Rewrite each of the rows below in full, line for line, and shift every coordinate pair by adding 24 to both of its numbers.

──────────────────────────────

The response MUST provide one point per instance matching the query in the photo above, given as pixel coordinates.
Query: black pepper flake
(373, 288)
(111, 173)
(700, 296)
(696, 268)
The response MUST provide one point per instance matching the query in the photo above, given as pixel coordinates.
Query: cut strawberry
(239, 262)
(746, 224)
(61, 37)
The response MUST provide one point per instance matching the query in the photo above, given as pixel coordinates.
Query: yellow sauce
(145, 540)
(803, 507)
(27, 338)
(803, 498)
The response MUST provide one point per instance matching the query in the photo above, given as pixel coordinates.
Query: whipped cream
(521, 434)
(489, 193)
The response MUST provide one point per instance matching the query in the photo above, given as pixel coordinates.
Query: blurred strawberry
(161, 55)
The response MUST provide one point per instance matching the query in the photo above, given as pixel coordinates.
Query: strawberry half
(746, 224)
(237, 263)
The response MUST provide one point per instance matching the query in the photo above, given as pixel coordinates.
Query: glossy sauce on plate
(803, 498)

──────────────────────────────

* Solution for this task:
The response MUST provide one point per instance matching the query in the photo above, given as pixel coordinates.
Query: black pepper flake
(397, 312)
(135, 197)
(724, 320)
(720, 292)
The response MUST provide one point per instance matching the query in the photo above, given as pixel coordinates.
Query: cut strawberry
(263, 286)
(770, 248)
(85, 61)
The response MUST provide one point per instance matching the query in the photo above, given as pixel coordinates.
Query: yellow sauce
(169, 564)
(827, 531)
(51, 362)
(827, 522)
The response MUST provide one point per instance matching the query in the photo above, given as pixel coordinates.
Query: whipped cream
(545, 458)
(513, 217)
The response MUST provide one point per instance matching the query in the photo above, given as pixel coordinates.
Query: blurred strawberry
(185, 79)
The response MUST provide one point per instance matching the query in the photo above, given as pixel coordinates.
Query: strawberry half
(770, 248)
(261, 287)
The response MUST provide one point per instance matching the query in the photo above, given as pixel coordinates.
Query: glossy sauce on plate
(827, 522)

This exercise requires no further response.